LONDON: The internet is playing an increasingly important role in shaping how UK consumers make purchases in the auto category, according to a new study.

Specific Media, the digital media company and owner of MySpace, surveyed 1,009 consumers, and revealed 74% believed the web was an "important" place to research which car to buy.

A further 66% agreed this medium provided greater "independence" when making choices in this sector, and 48% thought it offered access to a broad range of opinions.

Moreover, 38% of the panel described researching vehicles on the web as "interesting" and 32% viewed it as being "enjoyable".

However, while 33% of contributors stated the internet made them "less dependent" on visiting a dealer and 36% felt more in control thanks to this channel, purchase habits have not seen a major shift.

As such, 56% of drivers bought cars from main dealers, 20% turned to other dealers or garages, whereas websites - including auction and sales sites - posted a share of just 3% on this measure.

Chris Worrell, European research manager at Specific Media, argued that dealerships may not yet have faced pressure in terms of sales, but must adapt their approach to meet the needs of empowered buyers.

■ **DATASET CONTENT**:
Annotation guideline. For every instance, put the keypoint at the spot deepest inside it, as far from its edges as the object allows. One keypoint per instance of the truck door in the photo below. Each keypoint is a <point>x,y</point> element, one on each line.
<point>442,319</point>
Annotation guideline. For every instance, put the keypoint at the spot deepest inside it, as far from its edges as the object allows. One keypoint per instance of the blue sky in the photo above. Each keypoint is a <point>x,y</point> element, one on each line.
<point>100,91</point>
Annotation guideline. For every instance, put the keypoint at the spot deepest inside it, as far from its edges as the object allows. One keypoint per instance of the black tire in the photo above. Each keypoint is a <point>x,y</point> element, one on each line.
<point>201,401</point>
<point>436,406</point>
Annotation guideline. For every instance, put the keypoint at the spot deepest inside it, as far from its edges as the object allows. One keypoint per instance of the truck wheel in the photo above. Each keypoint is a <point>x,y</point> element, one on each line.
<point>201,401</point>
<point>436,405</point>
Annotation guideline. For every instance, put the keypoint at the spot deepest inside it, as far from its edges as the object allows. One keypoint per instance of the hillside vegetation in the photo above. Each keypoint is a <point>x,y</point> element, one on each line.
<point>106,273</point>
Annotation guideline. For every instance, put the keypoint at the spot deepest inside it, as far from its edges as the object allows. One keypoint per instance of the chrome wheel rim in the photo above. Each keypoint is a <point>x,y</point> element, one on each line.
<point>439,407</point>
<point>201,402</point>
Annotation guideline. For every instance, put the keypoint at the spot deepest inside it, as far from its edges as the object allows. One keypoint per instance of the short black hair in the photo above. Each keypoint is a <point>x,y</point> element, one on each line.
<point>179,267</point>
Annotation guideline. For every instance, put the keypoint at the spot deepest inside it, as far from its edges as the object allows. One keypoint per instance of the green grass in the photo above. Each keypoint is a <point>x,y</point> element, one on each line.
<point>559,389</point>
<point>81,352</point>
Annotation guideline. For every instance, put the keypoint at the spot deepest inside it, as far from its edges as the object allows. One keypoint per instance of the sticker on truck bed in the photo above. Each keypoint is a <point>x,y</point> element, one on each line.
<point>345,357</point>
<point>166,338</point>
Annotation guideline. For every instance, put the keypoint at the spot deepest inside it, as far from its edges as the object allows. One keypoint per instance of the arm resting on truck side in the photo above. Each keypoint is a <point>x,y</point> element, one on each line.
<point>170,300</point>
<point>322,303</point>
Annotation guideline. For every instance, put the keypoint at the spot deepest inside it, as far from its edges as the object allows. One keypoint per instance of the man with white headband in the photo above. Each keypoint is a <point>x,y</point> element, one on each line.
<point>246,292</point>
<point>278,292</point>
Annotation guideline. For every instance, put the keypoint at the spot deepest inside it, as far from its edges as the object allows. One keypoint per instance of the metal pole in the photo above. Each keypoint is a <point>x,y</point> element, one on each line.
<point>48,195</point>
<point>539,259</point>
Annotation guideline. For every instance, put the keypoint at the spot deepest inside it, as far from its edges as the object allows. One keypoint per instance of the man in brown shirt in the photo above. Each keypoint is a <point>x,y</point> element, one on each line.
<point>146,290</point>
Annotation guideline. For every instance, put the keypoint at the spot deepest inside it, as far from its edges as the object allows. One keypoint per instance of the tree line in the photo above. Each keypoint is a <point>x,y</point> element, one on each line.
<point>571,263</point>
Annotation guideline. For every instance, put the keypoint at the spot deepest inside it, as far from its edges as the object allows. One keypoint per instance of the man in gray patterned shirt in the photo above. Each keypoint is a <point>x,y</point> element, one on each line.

■ **TASK REQUIREMENTS**:
a - According to the text on UK car buying, how many consumers did Specific Media survey?
b - From the car-buying text, write out the passage starting with "Moreover, 38% of" and going on through "on this measure.", swapping "enjoyable" for "fun".

■ **ANSWERS TO THE EXERCISE**:
a - 1,009 consumers

b -
Moreover, 38% of the panel described researching vehicles on the web as "interesting" and 32% viewed it as being "fun".

However, while 33% of contributors stated the internet made them "less dependent" on visiting a dealer and 36% felt more in control thanks to this channel, purchase habits have not seen a major shift.

As such, 56% of drivers bought cars from main dealers, 20% turned to other dealers or garages, whereas websites - including auction and sales sites - posted a share of just 3% on this measure.